* [Directions for this task] Pull out the items below word for word, beginning at the first line and continuing through the line that contains "[257,218,278,240]".

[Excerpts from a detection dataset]
########################################

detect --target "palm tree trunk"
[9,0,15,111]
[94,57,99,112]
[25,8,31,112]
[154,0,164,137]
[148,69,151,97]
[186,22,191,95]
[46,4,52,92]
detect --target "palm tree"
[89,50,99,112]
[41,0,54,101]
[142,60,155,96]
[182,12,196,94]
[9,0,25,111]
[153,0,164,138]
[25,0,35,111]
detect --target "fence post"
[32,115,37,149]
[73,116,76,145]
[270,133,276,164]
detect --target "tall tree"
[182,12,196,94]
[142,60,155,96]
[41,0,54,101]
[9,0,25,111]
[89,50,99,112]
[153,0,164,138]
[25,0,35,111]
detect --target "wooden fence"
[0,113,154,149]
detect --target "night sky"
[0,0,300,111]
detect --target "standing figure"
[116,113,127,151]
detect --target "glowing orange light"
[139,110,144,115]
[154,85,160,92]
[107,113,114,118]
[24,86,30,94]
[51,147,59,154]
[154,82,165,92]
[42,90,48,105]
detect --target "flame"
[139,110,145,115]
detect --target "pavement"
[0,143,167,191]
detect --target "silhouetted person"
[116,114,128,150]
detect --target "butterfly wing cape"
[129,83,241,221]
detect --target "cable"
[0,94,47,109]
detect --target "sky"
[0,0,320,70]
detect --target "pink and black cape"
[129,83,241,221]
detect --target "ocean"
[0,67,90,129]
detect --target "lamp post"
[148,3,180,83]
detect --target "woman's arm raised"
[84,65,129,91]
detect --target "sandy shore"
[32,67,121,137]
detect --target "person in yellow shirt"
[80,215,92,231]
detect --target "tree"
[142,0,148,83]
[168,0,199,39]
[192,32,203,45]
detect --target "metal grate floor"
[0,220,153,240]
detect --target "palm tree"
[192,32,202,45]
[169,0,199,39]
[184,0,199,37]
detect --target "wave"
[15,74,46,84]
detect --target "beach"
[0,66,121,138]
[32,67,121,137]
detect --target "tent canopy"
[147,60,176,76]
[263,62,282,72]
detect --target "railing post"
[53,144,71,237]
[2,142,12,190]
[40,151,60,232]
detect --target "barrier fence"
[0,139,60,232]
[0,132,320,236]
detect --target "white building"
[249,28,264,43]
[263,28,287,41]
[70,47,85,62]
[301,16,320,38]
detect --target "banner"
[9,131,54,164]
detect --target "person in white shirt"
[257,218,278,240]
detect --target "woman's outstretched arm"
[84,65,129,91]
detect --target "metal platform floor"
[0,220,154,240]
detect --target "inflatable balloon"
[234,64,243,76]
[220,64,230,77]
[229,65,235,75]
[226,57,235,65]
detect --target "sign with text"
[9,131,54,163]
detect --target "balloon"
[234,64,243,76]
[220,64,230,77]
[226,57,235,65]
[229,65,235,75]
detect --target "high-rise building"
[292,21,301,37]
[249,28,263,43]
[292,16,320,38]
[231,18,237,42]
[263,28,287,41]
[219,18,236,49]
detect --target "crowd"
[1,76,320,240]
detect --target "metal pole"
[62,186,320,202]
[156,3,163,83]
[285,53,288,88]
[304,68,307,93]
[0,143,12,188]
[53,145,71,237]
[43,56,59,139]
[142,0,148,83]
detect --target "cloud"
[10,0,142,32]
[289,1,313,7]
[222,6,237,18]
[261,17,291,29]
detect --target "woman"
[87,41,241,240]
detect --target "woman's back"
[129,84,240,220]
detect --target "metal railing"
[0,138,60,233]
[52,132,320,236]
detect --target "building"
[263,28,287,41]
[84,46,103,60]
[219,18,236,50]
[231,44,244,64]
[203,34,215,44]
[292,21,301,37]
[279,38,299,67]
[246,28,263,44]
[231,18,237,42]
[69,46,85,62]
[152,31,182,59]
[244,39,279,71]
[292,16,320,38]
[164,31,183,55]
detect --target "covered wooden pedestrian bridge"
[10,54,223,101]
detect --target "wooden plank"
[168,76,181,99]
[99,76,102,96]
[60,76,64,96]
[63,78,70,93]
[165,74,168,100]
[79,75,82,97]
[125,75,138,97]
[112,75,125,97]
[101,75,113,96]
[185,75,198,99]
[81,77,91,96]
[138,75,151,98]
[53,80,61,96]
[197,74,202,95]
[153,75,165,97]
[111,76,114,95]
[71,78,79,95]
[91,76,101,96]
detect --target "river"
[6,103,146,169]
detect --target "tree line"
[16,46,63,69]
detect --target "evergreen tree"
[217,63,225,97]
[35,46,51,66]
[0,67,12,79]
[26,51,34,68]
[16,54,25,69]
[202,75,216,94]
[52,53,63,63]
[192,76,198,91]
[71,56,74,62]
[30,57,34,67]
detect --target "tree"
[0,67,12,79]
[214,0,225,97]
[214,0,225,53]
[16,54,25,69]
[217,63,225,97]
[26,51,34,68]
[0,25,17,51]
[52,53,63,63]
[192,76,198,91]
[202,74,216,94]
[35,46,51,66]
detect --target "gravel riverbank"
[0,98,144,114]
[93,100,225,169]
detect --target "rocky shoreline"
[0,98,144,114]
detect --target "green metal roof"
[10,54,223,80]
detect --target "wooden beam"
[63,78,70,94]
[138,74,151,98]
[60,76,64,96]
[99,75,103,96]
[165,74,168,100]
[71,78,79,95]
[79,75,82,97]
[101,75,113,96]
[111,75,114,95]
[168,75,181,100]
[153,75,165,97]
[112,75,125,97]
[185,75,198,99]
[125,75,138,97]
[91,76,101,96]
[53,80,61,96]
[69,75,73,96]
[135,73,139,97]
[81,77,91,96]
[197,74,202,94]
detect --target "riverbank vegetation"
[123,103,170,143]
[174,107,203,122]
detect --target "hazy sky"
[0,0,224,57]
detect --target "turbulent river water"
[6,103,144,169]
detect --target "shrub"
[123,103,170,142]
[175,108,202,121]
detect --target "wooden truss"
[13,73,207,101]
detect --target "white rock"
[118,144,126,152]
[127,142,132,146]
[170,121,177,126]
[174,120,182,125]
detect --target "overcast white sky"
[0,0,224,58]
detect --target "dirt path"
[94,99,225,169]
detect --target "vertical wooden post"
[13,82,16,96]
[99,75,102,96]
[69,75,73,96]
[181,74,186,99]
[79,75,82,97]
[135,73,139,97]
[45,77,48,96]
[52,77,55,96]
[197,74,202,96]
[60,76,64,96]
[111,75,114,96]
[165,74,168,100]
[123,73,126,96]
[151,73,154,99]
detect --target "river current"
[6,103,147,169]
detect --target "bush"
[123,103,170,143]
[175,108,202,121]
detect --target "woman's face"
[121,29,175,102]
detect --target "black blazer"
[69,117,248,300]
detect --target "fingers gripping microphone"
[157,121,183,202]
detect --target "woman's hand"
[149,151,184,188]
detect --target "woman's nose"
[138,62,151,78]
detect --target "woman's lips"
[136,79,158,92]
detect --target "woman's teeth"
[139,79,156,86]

########################################

* [Result]
detect --target "palm tree trunk"
[9,0,15,111]
[94,57,99,112]
[25,8,31,112]
[154,0,164,137]
[148,69,151,97]
[186,22,191,95]
[46,4,52,92]
detect --target "palm tree"
[89,50,99,112]
[41,0,54,101]
[142,60,155,96]
[182,12,196,94]
[9,0,25,111]
[153,0,164,138]
[25,0,35,111]
detect --target "fence post"
[32,115,37,149]
[73,116,76,145]
[270,133,276,164]
detect --target "tall tree"
[182,12,196,94]
[142,60,155,96]
[41,0,54,101]
[9,0,25,111]
[89,50,99,112]
[153,0,164,138]
[25,0,35,111]
detect --target "wooden fence"
[0,113,154,149]
detect --target "night sky"
[0,0,300,111]
detect --target "standing figure"
[116,113,127,151]
detect --target "glowing orange light"
[139,110,144,115]
[154,85,160,92]
[107,113,114,118]
[24,86,30,94]
[51,147,59,154]
[154,82,165,92]
[42,90,48,105]
detect --target "flame"
[139,110,145,115]
detect --target "pavement"
[0,143,167,191]
detect --target "silhouetted person"
[116,114,128,150]
detect --target "butterfly wing cape"
[129,83,241,221]
detect --target "cable"
[0,94,47,109]
detect --target "sky"
[0,0,320,70]
detect --target "pink and black cape"
[129,83,241,221]
detect --target "ocean"
[0,67,90,129]
detect --target "lamp post"
[148,3,180,83]
detect --target "woman's arm raised"
[84,65,129,91]
detect --target "sandy shore"
[32,67,121,137]
detect --target "person in yellow shirt"
[80,215,92,231]
detect --target "tree"
[142,0,148,83]
[168,0,199,39]
[192,32,203,45]
detect --target "metal grate floor"
[0,220,153,240]
detect --target "palm tree"
[192,32,202,45]
[169,0,199,39]
[184,0,199,37]
detect --target "wave"
[15,74,46,84]
detect --target "beach"
[0,66,121,138]
[32,67,121,137]
detect --target "tent canopy"
[147,60,176,76]
[263,62,282,72]
detect --target "railing post"
[53,144,71,237]
[2,142,12,190]
[40,151,60,232]
detect --target "barrier fence"
[0,139,60,232]
[0,132,320,236]
detect --target "white building"
[249,28,264,43]
[263,28,287,41]
[70,47,85,62]
[301,16,320,38]
detect --target "banner"
[9,131,54,164]
detect --target "person in white shirt"
[257,218,278,240]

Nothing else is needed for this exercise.